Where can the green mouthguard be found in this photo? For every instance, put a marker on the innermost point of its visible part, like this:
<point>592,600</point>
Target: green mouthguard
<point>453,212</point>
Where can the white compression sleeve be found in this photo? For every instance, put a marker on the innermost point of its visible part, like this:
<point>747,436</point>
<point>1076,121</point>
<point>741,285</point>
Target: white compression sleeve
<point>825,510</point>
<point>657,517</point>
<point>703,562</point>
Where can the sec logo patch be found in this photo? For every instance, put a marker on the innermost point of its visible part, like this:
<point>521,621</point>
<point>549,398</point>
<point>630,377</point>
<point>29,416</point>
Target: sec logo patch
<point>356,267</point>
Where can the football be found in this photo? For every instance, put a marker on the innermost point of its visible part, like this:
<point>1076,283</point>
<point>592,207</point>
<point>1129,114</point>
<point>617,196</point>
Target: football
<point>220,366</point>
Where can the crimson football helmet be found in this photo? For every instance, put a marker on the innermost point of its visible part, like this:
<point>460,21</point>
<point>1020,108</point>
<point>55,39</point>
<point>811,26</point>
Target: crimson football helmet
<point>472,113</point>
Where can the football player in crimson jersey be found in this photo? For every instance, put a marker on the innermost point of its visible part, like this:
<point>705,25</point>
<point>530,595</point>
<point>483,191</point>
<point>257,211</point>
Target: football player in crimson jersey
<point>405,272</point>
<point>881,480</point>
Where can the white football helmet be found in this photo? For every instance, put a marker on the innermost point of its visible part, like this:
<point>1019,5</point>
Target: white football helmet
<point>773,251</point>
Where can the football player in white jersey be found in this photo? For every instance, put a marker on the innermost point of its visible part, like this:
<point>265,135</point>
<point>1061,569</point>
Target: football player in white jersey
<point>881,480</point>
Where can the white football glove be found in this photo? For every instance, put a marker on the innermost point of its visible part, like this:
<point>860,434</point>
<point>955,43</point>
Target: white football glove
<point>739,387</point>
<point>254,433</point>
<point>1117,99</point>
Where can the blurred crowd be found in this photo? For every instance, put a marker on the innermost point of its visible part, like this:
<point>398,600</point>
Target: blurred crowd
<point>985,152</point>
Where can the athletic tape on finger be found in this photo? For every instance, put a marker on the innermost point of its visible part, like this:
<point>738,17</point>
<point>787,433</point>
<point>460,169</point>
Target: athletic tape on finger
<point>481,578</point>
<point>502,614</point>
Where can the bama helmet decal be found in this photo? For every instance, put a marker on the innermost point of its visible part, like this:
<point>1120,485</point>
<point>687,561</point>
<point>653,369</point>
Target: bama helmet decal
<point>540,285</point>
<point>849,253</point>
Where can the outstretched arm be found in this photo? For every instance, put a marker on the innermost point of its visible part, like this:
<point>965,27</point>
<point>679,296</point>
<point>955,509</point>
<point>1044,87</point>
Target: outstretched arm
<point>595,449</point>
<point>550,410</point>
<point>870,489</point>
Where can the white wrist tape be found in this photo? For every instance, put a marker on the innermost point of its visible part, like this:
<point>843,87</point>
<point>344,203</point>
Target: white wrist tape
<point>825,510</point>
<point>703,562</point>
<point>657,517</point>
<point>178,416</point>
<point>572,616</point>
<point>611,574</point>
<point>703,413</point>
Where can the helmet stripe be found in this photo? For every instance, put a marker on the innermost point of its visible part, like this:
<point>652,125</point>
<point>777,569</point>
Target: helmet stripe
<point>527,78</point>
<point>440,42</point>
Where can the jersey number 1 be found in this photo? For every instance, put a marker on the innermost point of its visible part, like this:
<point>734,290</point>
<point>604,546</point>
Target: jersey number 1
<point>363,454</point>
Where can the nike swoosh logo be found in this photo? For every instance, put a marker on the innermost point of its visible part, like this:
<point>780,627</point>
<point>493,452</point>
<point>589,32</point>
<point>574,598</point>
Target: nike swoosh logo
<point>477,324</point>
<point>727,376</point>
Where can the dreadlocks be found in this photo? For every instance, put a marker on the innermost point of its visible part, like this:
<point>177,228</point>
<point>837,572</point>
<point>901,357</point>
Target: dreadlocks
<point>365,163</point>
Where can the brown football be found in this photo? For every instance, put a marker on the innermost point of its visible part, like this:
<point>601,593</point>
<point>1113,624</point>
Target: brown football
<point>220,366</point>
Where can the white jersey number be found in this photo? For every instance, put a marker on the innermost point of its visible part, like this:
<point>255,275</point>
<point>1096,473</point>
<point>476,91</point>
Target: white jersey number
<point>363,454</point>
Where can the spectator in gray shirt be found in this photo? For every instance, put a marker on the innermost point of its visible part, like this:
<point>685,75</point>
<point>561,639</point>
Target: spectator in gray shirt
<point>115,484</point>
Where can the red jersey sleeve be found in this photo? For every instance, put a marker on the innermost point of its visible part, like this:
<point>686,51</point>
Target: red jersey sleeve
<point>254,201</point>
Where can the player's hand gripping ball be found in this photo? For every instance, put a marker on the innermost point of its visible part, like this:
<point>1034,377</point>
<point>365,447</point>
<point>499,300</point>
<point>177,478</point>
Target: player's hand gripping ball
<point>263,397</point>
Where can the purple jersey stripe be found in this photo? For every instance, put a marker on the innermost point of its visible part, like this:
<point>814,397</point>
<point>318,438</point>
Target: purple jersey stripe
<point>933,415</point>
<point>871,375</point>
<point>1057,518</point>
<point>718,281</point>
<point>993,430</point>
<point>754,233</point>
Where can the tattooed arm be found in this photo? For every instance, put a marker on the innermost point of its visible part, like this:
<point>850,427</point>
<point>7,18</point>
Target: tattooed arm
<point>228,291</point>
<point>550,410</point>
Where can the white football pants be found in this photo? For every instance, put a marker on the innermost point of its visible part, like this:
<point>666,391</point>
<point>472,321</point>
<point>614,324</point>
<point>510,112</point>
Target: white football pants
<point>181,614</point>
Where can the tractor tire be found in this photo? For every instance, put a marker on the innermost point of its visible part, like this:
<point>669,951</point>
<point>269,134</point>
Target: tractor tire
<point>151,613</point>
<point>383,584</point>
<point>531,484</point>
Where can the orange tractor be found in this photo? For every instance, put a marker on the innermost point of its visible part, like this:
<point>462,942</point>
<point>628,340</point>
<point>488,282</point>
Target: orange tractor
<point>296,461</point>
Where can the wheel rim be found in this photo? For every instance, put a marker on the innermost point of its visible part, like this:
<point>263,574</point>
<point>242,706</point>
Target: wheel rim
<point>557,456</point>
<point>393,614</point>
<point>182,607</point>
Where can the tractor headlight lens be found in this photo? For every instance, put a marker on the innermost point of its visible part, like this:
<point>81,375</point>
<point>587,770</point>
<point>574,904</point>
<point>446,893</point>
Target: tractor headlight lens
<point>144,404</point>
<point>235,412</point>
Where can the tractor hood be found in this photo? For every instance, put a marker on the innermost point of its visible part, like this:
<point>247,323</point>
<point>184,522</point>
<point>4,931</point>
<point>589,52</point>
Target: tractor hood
··········
■ DESCRIPTION OF THE TASK
Copy out every entry again, exactly as it was given.

■ EXERCISE SOLUTION
Where can the green mouthguard be found in this photo? For every instance, put a marker on the innermost point of its visible part, like this:
<point>592,600</point>
Target: green mouthguard
<point>453,212</point>
Where can the white compression sleeve be found in this photo? For every instance, put a marker on the innermost point of its visible part, like this:
<point>747,436</point>
<point>1076,121</point>
<point>741,285</point>
Target: white compression sleeve
<point>825,510</point>
<point>657,517</point>
<point>703,562</point>
Where can the sec logo patch be found in this photo? For every instance, put a marker on the innermost point of its visible part, like this:
<point>521,621</point>
<point>549,398</point>
<point>630,377</point>
<point>29,416</point>
Target: sec logo patch
<point>356,267</point>
Where can the football be found in this photo? For every instance, put a marker on the innermost point of its visible part, like this:
<point>1076,283</point>
<point>592,207</point>
<point>1129,114</point>
<point>617,196</point>
Target: football
<point>220,366</point>
Where can the crimson football helmet be found in this photo? For every instance, put a marker on the innermost point of its visible part, like this:
<point>460,21</point>
<point>1020,108</point>
<point>55,39</point>
<point>811,26</point>
Target: crimson football helmet
<point>472,113</point>
Where can the football player in crimson jersey be found in this photo? For every instance, put a marker on the innermost point of its visible part, like this:
<point>705,25</point>
<point>530,595</point>
<point>483,191</point>
<point>257,211</point>
Target: football player in crimson jersey
<point>405,272</point>
<point>881,480</point>
Where can the white football helmet be found in this photo? For every instance, put a marker on the innermost point of its visible part, like this:
<point>1019,5</point>
Target: white football helmet
<point>773,251</point>
Where can the football player in white jersey be found in this photo? For every instance, put a marker on the innermost point of its visible part, like this:
<point>265,135</point>
<point>1061,569</point>
Target: football player in white jersey
<point>881,480</point>
Where can the white football glove be found in this photo? For every instance, put a marker on the innermost point of its visible part, like this:
<point>860,434</point>
<point>955,43</point>
Target: white football glove
<point>739,387</point>
<point>254,433</point>
<point>1117,99</point>
Where can the blurred crowd be found in this photo? For every instance, put a marker on the innermost point of its visible part, like this:
<point>398,600</point>
Target: blurred crowd
<point>985,152</point>
Where can the athletic tape on finger be found in this photo? For every instance, put a marker on the innermost point of its visible part, like this:
<point>738,17</point>
<point>787,433</point>
<point>460,169</point>
Target: athletic tape on finger
<point>481,578</point>
<point>502,614</point>
Where can the bama helmet decal be found in this photo? For every instance, put a marker on the innermost point of its visible part, like this:
<point>1120,485</point>
<point>687,561</point>
<point>653,369</point>
Target: bama helmet decal
<point>540,285</point>
<point>849,253</point>
Where can the outstretched arm be found in this photo? For every instance, put a marker on the innermost point of its visible part, like this:
<point>965,27</point>
<point>679,296</point>
<point>955,509</point>
<point>1044,87</point>
Target: outstretched arm
<point>595,449</point>
<point>550,410</point>
<point>870,489</point>
Where can the white wrist tape be found in this photo? For every instance, put a marker on the innermost point of its visible part, like this:
<point>843,87</point>
<point>344,203</point>
Target: white wrist tape
<point>825,510</point>
<point>703,562</point>
<point>657,517</point>
<point>178,416</point>
<point>572,616</point>
<point>611,574</point>
<point>703,413</point>
Where can the helmet stripe be found in this photo? For every instance, put a marker on the innermost point of its visible part, like this:
<point>652,125</point>
<point>777,569</point>
Target: helmet stripe
<point>527,78</point>
<point>440,42</point>
Where can the jersey number 1 be found in this photo? For every instance, put a marker on the innermost point of its visible part, like this:
<point>734,290</point>
<point>604,546</point>
Target: jersey number 1
<point>363,454</point>
Where can the nike swoosh logo be found in this photo? For every instance, put a marker on the innermost point of its visible part, like this:
<point>780,627</point>
<point>493,452</point>
<point>589,32</point>
<point>574,598</point>
Target: nike swoosh logo
<point>477,324</point>
<point>727,376</point>
Where can the dreadlocks be found in this photo? For every instance, put a marker on the innermost point of its visible part, like this:
<point>177,228</point>
<point>837,572</point>
<point>901,357</point>
Target: dreadlocks
<point>365,163</point>
Where can the brown football be found in this photo? For every instance, put a marker on the innermost point of its visible part, like this:
<point>601,593</point>
<point>1113,624</point>
Target: brown football
<point>220,366</point>
Where can the white jersey number be found in this photo? For every instance, put a marker on the innermost point of its visible part, like this:
<point>255,275</point>
<point>1096,473</point>
<point>476,91</point>
Target: white jersey number
<point>363,454</point>
Where can the spectator in gray shirt be found in this photo? For every instance, put a marker on the innermost point of its visible part, like this:
<point>685,75</point>
<point>561,639</point>
Target: spectator in gray shirt
<point>115,484</point>
Where can the red jersey sleeve be found in this photo? For every instance, put a marker on the innermost point of its visible part, like this:
<point>686,51</point>
Target: red jersey sleeve
<point>254,201</point>
Where can the player's hand gripping ball be found in this photo? For every instance, put a marker on the innermost point of its visible part, like this:
<point>1034,377</point>
<point>365,447</point>
<point>499,300</point>
<point>177,478</point>
Target: player's hand gripping ball
<point>263,397</point>
Where can the purple jersey stripe be found in this photo? For every instance, put a marker on the innermost point of its visible part, like this:
<point>814,397</point>
<point>318,438</point>
Target: purple jersey stripe
<point>933,415</point>
<point>871,375</point>
<point>1057,518</point>
<point>718,281</point>
<point>993,430</point>
<point>754,233</point>
Where can the tattooed arm be found in this photo? For every instance, put a marker on the innermost point of its visible part, like this:
<point>850,427</point>
<point>7,18</point>
Target: tattooed arm
<point>228,291</point>
<point>550,410</point>
Where can the white football pants be found in this photo? For every instance, put a marker on the innermost point of its visible part, like this:
<point>666,391</point>
<point>472,321</point>
<point>614,324</point>
<point>510,112</point>
Target: white football pants
<point>181,614</point>
Where can the tractor tire be found in this photo? For every instance, put a marker on the innermost point of its visible part, like this:
<point>669,951</point>
<point>269,134</point>
Target: tractor tire
<point>151,613</point>
<point>383,584</point>
<point>531,484</point>
Where can the orange tractor be found in this photo? For every instance, put a marker on the innermost point of its visible part, like this:
<point>462,942</point>
<point>628,340</point>
<point>488,282</point>
Target: orange tractor
<point>296,461</point>
Where can the wheel rim be found in this photo? For every instance, put a marker on the innermost point of its visible part, like this:
<point>263,574</point>
<point>242,706</point>
Target: wheel rim
<point>557,456</point>
<point>393,614</point>
<point>182,607</point>
Where can the tractor headlight lens be found in this photo? For every instance, put a marker on the innermost point of its visible part, like this:
<point>81,375</point>
<point>587,770</point>
<point>574,904</point>
<point>446,893</point>
Target: tractor headlight lens
<point>144,404</point>
<point>235,412</point>
Where can the tractor hood be found in this photo? For every instance, put a marker on the innermost point of its visible part, like this:
<point>247,323</point>
<point>184,522</point>
<point>4,931</point>
<point>589,52</point>
Target: tractor hood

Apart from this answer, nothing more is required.